### [PASSAGE PROVIDED]
>>>>

4

Human readable, meaning the string is a real word. This is essentially a form validation. Ideally I'd like to test the 'texture' of the form responses to determine if an actual user has filled out the form versus someone looking for form vulnerabilities. Possibly using a dictionary look-up on the POSTed data and then giving a threshold of returned 'real words'.

I don't see anything in the PHP docs and the Google machine isn't offering up anything, at least this specific. I suspect that someone out there has written a PHP class or even a jQuery plugin that can do this. Something like so:

$string = "laiqbqi";

is_this_string_human_readable($string);

Any ideas?

Dan Whitinger
  • 165
  • 2
  • 9
  • 2
    Related http://stackoverflow.com/questions/6297991/is-there-any-way-to-detect-strings-like-putjbtghguhjjjanika and https://github.com/buggedcom/Gibberish-Detector-PHP. Some other cool techniques outlined http://stackoverflow.com/a/4674100/46675 – Mike B Jun 01 '12 at 16:35
  • 3
    Define human-readable. Do you mean pronounceable? Or real words? The latter is most efficiently done via a dictionary lookup. A pronunciation check is a bit more involved. – Unsigned Jun 01 '12 at 16:35
  • There's also this: http://stackoverflow.com/questions/2229054/php-dictionary-class-or-alternative – karim79 Jun 01 '12 at 16:38
  • Thanks Mike. Good find on the Gibberish Detector. – Dan Whitinger Jun 01 '12 at 16:52

1 Answers1

8

This can be done using something called Markov Chains.

Essentially, they read through a large chunk of text in a given language (English, French, Russian, etc.) and determine the probability of one character being after another.

e.g. a "q" has a much lower probability of occurring after a "z" than a vowel such as "a" does.

At a lower level, this is actually implemented as a state machine.

As per Mike's comment, a PHP version of this can be found here.

For flavor, an amusing the Daily WTF article on Markov Chains.

Codeman
  • 12,157
  • 10
  • 53
  • 91

<<<<

### [DATASET CONTENT]

>>>>

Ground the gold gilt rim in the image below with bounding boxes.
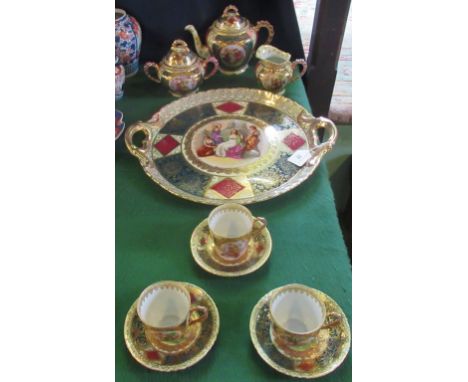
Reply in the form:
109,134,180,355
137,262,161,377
249,284,351,379
190,219,273,277
124,282,219,372
125,88,328,205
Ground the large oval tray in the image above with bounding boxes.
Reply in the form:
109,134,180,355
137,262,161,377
125,88,337,205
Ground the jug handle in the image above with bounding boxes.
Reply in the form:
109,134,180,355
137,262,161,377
253,20,275,46
203,56,219,80
125,121,153,165
289,58,307,82
143,62,161,84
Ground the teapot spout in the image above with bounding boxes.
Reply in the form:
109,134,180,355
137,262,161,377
185,25,210,58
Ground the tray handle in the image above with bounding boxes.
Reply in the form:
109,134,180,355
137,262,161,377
125,121,153,165
297,110,338,166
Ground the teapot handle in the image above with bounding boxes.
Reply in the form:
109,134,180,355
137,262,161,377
290,58,307,82
254,20,275,45
203,56,219,80
143,62,161,84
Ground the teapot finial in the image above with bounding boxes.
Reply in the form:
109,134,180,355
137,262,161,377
185,25,210,58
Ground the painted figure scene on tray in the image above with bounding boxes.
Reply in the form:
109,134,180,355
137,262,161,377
193,119,268,166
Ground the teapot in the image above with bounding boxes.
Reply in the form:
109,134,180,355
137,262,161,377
185,5,275,74
144,40,218,97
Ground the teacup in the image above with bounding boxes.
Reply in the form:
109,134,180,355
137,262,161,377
137,281,208,354
269,284,342,357
208,203,267,265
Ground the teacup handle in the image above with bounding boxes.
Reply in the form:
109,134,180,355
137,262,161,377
187,305,208,325
289,58,307,82
253,216,268,231
203,56,219,80
254,20,275,46
320,312,343,329
143,62,161,84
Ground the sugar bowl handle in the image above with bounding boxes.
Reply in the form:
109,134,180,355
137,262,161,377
187,305,208,325
254,20,275,45
143,62,161,84
203,56,219,80
297,110,338,166
290,58,307,82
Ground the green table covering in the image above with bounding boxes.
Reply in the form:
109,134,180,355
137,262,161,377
115,68,351,382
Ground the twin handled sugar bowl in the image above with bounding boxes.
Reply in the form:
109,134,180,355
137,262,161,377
144,40,218,97
255,45,307,94
185,5,275,74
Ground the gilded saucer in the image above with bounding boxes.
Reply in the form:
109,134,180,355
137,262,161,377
250,288,351,378
124,283,219,372
190,219,272,277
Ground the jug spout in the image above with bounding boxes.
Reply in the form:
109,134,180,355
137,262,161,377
185,25,210,58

<<<<

### [WHAT IS ASKED]
Reproduce verbatim the section of the forum thread about detecting human-readable strings, starting at "This can be done" and ending at "being after another.".

### [EXERCISE RESPONSE]
This can be done using something called Markov Chains.

Essentially, they read through a large chunk of text in a given language (English, French, Russian, etc.) and determine the probability of one character being after another.